#### [Extracted material]
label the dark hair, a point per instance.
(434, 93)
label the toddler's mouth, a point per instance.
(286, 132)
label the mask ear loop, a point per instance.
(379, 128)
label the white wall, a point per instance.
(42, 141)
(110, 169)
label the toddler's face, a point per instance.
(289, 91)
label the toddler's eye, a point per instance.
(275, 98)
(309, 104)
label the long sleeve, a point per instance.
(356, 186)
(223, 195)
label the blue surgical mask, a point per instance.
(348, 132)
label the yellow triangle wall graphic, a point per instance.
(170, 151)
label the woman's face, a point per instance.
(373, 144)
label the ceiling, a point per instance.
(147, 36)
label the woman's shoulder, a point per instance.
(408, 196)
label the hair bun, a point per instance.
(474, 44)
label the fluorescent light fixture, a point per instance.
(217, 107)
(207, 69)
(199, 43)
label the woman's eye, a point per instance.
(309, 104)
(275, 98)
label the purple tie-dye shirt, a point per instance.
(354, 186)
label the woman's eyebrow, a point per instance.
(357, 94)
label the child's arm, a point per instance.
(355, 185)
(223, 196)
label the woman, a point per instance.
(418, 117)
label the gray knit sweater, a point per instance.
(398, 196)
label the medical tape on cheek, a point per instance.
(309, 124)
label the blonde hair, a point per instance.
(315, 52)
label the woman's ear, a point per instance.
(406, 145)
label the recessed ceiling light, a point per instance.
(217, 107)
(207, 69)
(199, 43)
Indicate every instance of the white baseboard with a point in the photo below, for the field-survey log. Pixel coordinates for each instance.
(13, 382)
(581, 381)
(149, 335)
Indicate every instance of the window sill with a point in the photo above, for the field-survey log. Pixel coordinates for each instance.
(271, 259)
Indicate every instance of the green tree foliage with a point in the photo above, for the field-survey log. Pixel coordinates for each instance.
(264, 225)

#### [About this task]
In the entries, find the line containing "label the recessed" and output it and all remaining lines exactly.

#### [The answer]
label the recessed ceiling light, a point per instance.
(217, 107)
(207, 69)
(199, 43)
Indicate every instance of the white baseboard with a point in the photo below, for the field-survey log. Pixel coordinates for each instance.
(13, 382)
(581, 381)
(149, 335)
Indicate every instance of the window sill with a point in the photo above, for the field-survey log. Pixel coordinates for each instance.
(271, 259)
Indicate every instance of the green tree foliage with a point in the photo above, for the field-survey log. Pixel coordinates for each instance.
(264, 225)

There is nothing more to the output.